### Problem details:
All of the data should be repeated exactly; pictures are not part of the copy.
* Start Source material *
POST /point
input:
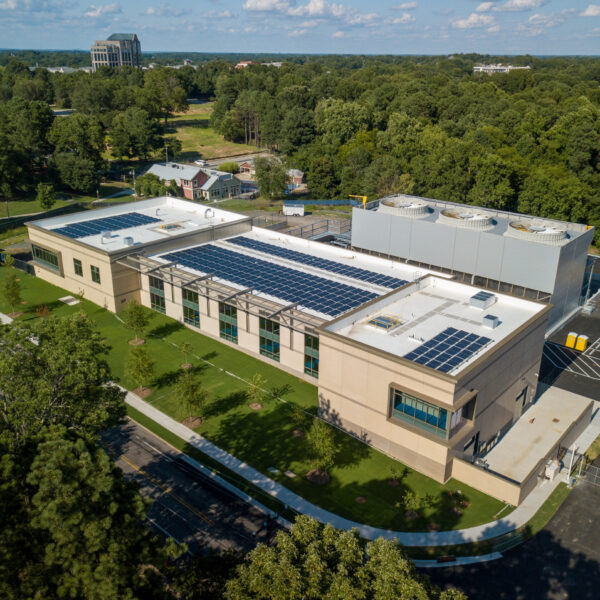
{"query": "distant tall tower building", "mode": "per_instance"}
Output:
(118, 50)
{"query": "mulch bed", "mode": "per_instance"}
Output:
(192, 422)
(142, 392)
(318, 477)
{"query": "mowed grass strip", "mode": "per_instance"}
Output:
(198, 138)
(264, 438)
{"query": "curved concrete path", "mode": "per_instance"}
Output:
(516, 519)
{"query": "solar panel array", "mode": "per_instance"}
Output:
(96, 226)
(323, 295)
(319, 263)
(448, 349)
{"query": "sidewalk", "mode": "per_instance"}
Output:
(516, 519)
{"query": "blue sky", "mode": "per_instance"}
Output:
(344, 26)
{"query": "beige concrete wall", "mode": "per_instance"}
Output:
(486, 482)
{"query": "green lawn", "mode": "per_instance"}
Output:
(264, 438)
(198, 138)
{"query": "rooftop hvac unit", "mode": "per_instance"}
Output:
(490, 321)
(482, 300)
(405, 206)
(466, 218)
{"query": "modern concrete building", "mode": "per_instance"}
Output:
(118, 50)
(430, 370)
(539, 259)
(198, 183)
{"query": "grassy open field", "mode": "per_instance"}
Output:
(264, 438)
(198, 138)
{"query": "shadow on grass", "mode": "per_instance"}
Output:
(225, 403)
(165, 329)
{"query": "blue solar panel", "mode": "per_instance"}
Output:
* End Source material *
### Complete output:
POST /point
input:
{"query": "distant tall tower building", "mode": "per_instance"}
Output:
(118, 50)
{"query": "mulch bed", "mode": "per_instance"}
Output:
(192, 422)
(142, 392)
(318, 477)
{"query": "mowed grass strip", "mode": "per_instance"}
Output:
(198, 138)
(264, 438)
{"query": "curved concrete path", "mode": "per_instance"}
Output:
(516, 519)
{"query": "solar panel array", "mode": "per_instance"}
Output:
(96, 226)
(323, 295)
(319, 263)
(448, 349)
{"query": "sidewalk", "mode": "per_instance"}
Output:
(516, 519)
{"query": "blue sky", "mode": "per_instance"}
Output:
(344, 26)
{"query": "beige concrete wall", "mode": "per_instance"}
Output:
(486, 482)
{"query": "green lawn", "mode": "per_instance"}
Output:
(264, 438)
(198, 138)
{"query": "rooftop hvac unit", "mode": "per_instance"}
Output:
(490, 321)
(482, 300)
(405, 206)
(466, 218)
{"query": "modern concrete building", "mode": "per_instance"}
Output:
(118, 50)
(430, 370)
(539, 259)
(198, 183)
{"query": "grassy open field", "mode": "per_instance"}
Output:
(264, 438)
(198, 138)
{"query": "shadow on grass", "mode": "per_instance"}
Output:
(225, 403)
(165, 329)
{"query": "blue solar panel", "mode": "per_instance"}
Output:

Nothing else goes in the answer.